> _DOCUMENT SEGMENT_
* * * * * * * * *

Re: [Ganglia-developers] patches for: [Sec] Gmetad server BoF andnetwork overload + [Feature] multiple requests per conn oninteractive port

2009-01-15 Thread Spike Spiegel
On Fri, Jan 16, 2009 at 7:04 AM, Kostas Georgiou
 wrote:
> On Thu, Jan 15, 2009 at 01:41:53PM -0700, Brad Nicholes wrote:
>
>> >>> On 1/15/2009 at 8:56 AM, in message
>> <496efa2a02ac0003a...@lucius.provo.novell.com>, "Brad Nicholes"
>>  wrote:
>>
>> After taking a little closer look at the patch, I think we are OK as
>> far as the recursive call to process_path() is concerned since this
>> case is an error condition and should stop processing rather than
>> continuing in the recursive loop.

indeed, this should work just fine.

>>  The other two concerns are still
>> there however.  I still think that we are off-by-one in the malloc
>> call.  It should be len+1 and I still think that we should limit the
>> malloc to 256 rather than allowing it to be unlimited.
>
> I agree about the off-by-one

argh, my bad sorry, double dumb since I even considered the case.

* * * * * * * * *

> _DATA EXCERPTS_
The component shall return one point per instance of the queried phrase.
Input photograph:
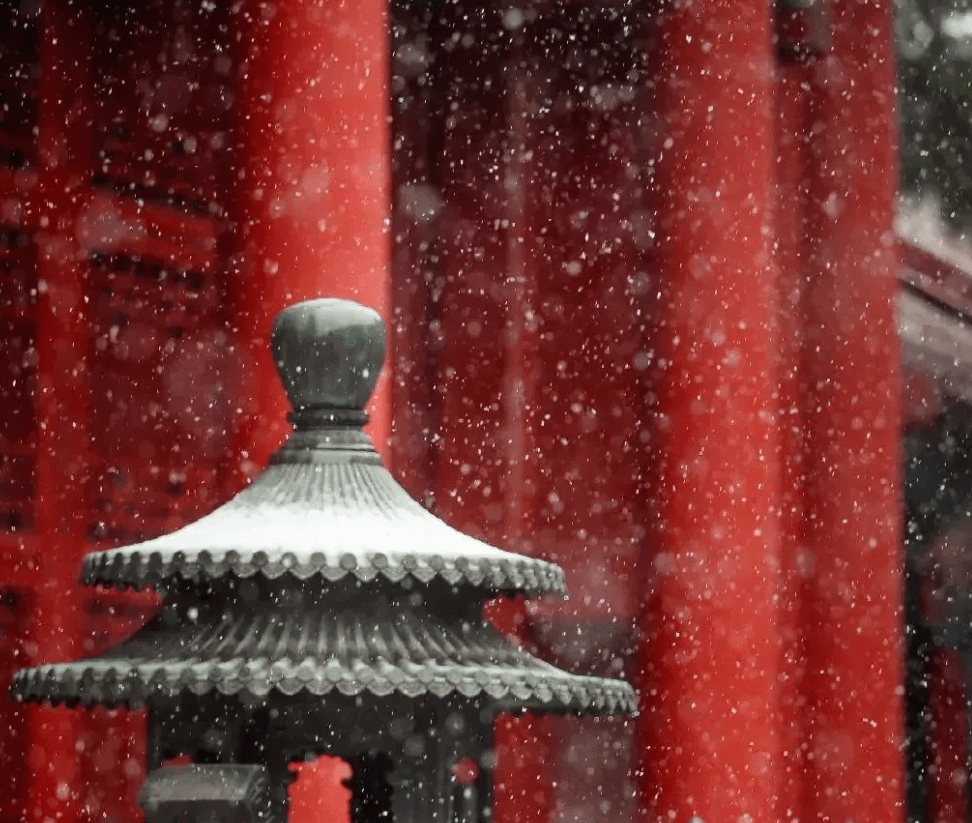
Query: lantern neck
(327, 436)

* * * * * * * * *

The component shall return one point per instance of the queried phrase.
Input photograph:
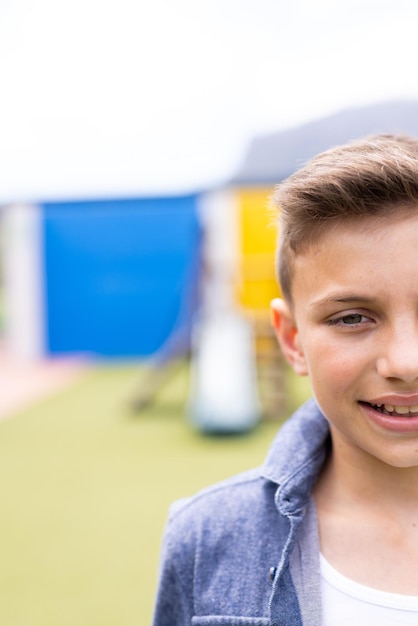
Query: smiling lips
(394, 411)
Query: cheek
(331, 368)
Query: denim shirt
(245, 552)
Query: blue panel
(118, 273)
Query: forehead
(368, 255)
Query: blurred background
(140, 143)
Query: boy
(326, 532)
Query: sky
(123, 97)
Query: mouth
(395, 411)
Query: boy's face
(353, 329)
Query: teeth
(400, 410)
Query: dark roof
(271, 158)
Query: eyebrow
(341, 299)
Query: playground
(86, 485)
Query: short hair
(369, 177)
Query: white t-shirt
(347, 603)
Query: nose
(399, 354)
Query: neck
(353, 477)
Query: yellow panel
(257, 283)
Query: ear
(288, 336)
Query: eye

* * * * * * * * *

> _WHAT IS ASKED_
1 > Count the lines of the records that contain the string "shirt", treating uppercase and lowercase as different. Give only the number.
2 > Continue the Ganglia patch discussion thread from its last line.
The records are unrelated to the text.

> _SET OF ANSWERS_
1 > 2

2 >
len+1 it is and the comment should go, thanks.

> but I am not too worried about a malloc
> limit, from what I can tell it can only get as high as REQUESTLEN.

I agree with Kostas, as I wrote in my initial email I didn't worry
about that because of the REQUESTLEN boundary which is enforced in
readline.

as to limiting the path to 256 I actually did that in my first
implementation, but eventually converted to a malloc solution because
I was reminded that "640 KB ought to be enough for everybody" and I
could see no downsides.

>
> The malloc call needs to be checked for NULL and the comment that
> "The recursive structure doesn't require any memory allocations" is
> false now if malloc replaces the stack allocation.

correct

thanks everybody

--
This SF.net email is sponsored by:
SourcForge Community
SourceForge wants to tell your story.
http://p.sf.net/sfu/sf-spreadtheword
___
Ganglia-developers mailing list
Ganglia-developers@lists.sourceforge.net
https://lists.sourceforge.net/lists/listinfo/ganglia-developers


Re: [Ganglia-developers] patches for: [Sec] Gmetad server BoF andnetwork overload + [Feature] multiple requests per conn oninteractive port

2009-01-15 Thread Kostas Georgiou
On Thu, Jan 15, 2009 at 01:41:53PM -0700, Brad Nicholes wrote:

> >>> On 1/15/2009 at 8:56 AM, in message
> <496efa2a02ac0003a...@lucius.provo.novell.com>, "Brad Nicholes"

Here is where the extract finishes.